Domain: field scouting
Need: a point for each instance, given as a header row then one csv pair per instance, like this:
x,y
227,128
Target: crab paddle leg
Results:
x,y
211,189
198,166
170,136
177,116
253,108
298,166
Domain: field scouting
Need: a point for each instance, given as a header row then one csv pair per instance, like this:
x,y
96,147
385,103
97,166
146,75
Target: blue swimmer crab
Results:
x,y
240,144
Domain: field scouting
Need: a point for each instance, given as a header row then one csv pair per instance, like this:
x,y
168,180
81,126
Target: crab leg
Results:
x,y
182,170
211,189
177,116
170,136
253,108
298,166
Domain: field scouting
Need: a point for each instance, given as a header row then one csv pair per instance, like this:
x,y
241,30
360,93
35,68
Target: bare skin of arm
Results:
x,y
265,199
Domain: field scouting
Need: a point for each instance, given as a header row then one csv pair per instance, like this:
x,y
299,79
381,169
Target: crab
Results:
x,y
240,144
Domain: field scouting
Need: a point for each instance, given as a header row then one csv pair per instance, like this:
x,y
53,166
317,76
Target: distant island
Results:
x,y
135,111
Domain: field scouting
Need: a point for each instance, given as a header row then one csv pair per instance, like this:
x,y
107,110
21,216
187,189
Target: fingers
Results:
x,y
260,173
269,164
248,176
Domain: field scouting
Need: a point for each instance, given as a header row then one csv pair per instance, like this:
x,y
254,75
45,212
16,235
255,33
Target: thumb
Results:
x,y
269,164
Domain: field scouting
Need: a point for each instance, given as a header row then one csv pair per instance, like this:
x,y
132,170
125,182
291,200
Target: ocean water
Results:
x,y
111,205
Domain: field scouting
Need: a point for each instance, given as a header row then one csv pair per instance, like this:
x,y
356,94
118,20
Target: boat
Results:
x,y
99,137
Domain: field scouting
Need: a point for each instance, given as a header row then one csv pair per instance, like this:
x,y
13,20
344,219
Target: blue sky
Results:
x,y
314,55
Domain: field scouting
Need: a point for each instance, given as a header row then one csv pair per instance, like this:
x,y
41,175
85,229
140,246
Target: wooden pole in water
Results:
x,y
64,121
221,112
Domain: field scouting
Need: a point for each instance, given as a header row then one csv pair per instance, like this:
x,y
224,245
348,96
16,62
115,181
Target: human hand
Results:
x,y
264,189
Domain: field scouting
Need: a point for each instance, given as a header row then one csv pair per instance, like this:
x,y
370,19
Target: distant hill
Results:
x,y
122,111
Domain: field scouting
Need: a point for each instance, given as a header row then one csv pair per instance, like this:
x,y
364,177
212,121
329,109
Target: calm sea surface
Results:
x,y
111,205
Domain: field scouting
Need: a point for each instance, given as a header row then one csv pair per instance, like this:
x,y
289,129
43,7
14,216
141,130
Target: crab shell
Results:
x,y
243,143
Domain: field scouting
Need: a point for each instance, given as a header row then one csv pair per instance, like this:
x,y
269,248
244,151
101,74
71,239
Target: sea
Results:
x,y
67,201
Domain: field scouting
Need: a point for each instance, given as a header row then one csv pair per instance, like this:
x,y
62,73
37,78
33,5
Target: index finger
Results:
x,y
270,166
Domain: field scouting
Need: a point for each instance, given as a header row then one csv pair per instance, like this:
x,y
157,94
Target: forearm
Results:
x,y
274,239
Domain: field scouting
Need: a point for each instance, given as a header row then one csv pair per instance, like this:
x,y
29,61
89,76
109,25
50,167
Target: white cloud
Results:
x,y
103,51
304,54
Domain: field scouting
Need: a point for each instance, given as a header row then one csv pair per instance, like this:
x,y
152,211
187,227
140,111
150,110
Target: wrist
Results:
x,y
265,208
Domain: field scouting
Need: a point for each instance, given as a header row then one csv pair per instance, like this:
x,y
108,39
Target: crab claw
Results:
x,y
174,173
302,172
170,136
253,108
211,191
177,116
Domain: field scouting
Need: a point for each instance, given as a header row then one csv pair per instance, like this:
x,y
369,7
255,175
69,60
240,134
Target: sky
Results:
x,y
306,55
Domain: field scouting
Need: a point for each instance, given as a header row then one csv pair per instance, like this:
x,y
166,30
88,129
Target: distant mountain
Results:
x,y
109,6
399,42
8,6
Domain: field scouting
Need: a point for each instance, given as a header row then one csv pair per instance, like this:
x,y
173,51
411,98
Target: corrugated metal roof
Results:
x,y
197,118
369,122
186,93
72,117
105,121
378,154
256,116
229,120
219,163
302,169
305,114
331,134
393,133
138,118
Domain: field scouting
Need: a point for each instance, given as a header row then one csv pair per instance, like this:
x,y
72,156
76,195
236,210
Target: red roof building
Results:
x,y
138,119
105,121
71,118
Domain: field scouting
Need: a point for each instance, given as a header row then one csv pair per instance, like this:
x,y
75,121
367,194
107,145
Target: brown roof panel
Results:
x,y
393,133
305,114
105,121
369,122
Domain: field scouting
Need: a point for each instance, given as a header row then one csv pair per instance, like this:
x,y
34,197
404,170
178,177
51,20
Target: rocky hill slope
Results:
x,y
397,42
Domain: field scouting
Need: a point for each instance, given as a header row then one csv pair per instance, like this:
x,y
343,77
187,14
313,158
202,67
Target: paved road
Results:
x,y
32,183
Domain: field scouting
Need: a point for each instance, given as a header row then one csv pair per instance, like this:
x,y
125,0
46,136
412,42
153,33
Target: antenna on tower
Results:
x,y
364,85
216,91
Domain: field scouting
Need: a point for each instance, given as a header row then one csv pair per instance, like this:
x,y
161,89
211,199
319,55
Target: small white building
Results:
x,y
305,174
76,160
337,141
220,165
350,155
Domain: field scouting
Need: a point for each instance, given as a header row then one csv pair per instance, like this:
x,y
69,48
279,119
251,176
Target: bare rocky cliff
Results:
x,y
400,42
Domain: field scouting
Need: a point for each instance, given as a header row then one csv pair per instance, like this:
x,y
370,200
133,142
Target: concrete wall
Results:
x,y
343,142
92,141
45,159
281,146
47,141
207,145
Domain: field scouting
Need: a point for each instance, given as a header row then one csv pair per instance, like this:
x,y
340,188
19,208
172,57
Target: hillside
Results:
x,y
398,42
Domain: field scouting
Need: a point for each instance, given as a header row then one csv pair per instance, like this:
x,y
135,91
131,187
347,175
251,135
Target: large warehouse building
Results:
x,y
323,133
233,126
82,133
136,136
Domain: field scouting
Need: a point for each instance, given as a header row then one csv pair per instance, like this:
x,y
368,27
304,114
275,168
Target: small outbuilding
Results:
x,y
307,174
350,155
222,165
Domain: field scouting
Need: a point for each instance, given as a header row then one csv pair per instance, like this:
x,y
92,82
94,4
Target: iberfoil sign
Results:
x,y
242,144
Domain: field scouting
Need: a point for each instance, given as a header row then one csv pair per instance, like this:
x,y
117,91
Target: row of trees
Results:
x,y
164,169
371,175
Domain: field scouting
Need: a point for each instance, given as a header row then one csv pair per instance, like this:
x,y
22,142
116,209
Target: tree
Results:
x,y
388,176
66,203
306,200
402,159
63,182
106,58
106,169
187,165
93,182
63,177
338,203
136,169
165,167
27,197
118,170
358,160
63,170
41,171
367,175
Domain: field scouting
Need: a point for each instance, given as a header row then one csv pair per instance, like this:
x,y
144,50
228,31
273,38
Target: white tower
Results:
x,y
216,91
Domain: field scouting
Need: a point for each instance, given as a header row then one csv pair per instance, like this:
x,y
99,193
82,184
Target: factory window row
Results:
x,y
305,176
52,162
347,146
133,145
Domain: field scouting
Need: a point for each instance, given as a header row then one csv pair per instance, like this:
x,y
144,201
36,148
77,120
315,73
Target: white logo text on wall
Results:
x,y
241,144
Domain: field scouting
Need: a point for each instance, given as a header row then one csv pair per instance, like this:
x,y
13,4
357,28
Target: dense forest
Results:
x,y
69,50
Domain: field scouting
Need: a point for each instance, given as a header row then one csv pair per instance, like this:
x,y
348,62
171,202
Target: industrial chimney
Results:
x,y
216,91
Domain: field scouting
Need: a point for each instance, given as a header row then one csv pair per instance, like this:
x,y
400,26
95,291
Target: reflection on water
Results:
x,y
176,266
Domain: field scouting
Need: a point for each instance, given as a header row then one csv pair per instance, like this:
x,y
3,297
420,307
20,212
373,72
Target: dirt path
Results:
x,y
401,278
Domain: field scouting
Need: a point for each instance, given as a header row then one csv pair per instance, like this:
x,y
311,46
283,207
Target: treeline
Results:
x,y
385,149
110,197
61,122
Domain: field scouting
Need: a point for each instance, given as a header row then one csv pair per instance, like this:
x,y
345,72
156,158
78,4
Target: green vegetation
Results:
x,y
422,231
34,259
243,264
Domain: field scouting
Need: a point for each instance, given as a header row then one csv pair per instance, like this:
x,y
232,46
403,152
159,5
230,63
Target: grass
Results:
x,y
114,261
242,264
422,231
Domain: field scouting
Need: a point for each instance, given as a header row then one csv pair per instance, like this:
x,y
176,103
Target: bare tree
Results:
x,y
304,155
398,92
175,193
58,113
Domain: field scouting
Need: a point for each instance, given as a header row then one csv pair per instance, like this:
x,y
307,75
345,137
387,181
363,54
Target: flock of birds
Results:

WORK TO BE COMPLETED:
Report every line above that contains the word "small", copying each line in full.

RESPONSE TO THIS TASK:
Target: small white building
Target: small outbuilding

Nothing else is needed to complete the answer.